* [Document segment]
>>

One rendition of the EBM sequence might be the following: (1) we acquire the evidence: the patient’s medical history, the clinical picture, test results, and relevant published studies. (2) We update, assess, and evaluate the evidence, eliminating evidence that is not credible, weighting that remaining evidence according to its credibility, and prioritizing that remaining according to its relevance to the case at hand. (3) We integrate the evidence of different types and from difference sources. (4) We add non-medical aspects, for example, cost considerations, the likelihood of patient cooperation, and the likelihood of patient follow-up. (5) Finally, we embed the integrated totality of evidence into a decision model.

1.4 Why Do We Need Statistics?

Primary Objective

A primary objective of statistics is to make an inference about a population based on a sample from that population.

Population versus Sample

The term population refers to all members of a defined group and the term sample to a subset of the population. As an example, patients in a hospital would constitute the entire population for a study of infection control in that hospital. However, for a study of infected patients in the nation’s hospitals, the same group of patients would be but a tiny sample. The same group can be a sample for one question about its characteristics and a population for another question.

Objective Restated

The symbol α is assigned to the chance of being wrong if we decide a treatment difference exists. We may restate this common objective of statistics as follows: based on a sample, we conclude that a treatment difference exists in the population if the risk of being wrong (a false positive difference) is less than an agreed u...

<<

* [Exercise set]
[1] According to the passage on evidence and statistics, what is a primary objective of statistics?
[2] Decide whether each statement agrees with the passage on evidence and statistics, answering yes or no and quoting the words that settle it.
(a) In the EBM sequence, cost considerations come in as a non-medical aspect.
(b) A given group is always either a population or a sample, never both.
(c) The symbol α stands for the chance of being wrong if we decide a treatment difference exists.
[3] Quote the passage on evidence and statistics from "The symbol α" to "an agreed u...".

* [Records]

>>

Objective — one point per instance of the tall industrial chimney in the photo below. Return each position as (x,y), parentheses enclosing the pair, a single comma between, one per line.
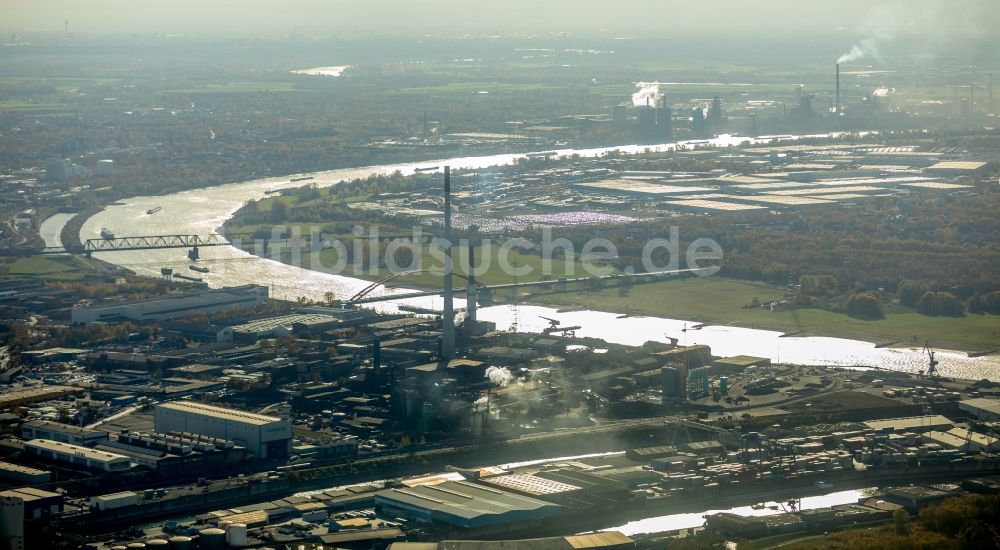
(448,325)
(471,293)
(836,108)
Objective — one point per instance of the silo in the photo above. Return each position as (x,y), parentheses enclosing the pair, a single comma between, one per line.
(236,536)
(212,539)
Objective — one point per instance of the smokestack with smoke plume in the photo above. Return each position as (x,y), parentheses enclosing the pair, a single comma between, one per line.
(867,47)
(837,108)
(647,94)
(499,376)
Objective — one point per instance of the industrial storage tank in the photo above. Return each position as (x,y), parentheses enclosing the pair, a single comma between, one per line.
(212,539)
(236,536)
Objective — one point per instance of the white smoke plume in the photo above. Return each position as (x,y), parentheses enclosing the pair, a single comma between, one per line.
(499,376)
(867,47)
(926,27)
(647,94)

<<
>>

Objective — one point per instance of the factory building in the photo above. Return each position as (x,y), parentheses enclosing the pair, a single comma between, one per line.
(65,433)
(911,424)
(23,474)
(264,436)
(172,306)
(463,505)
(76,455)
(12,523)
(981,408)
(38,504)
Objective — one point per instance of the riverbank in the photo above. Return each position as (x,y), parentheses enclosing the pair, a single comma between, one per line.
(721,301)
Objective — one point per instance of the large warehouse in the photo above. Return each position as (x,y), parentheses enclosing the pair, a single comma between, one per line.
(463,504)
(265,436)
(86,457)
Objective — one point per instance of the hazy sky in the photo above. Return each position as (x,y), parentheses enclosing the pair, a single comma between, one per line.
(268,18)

<<
>>

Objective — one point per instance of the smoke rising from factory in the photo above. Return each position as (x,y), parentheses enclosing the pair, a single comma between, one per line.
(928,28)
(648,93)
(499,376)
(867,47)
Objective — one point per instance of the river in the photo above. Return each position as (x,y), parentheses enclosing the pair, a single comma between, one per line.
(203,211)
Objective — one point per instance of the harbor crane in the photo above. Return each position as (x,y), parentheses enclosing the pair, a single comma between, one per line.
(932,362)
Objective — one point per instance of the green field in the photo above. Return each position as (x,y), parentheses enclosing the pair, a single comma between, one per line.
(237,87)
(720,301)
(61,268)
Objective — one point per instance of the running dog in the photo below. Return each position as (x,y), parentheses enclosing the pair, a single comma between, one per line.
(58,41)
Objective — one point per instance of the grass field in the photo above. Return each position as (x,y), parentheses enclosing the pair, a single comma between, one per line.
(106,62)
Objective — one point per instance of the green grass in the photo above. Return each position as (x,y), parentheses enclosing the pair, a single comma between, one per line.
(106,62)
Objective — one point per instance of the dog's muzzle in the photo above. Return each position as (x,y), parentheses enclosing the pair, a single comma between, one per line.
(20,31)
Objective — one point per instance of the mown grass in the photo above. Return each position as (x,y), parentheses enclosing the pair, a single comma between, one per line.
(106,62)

<<

* [Answers to the tasks]
[1] To make an inference about a population based on a sample from that population.

[2]
(a) Yes: "We add non-medical aspects, for example, cost considerations"
(b) No: "The same group can be a sample for one question about its characteristics and a population for another question."
(c) Yes: "The symbol α is assigned to the chance of being wrong if we decide a treatment difference exists."

[3]
The symbol α is assigned to the chance of being wrong if we decide a treatment difference exists. We may restate this common objective of statistics as follows: based on a sample, we conclude that a treatment difference exists in the population if the risk of being wrong (a false positive difference) is less than an agreed u...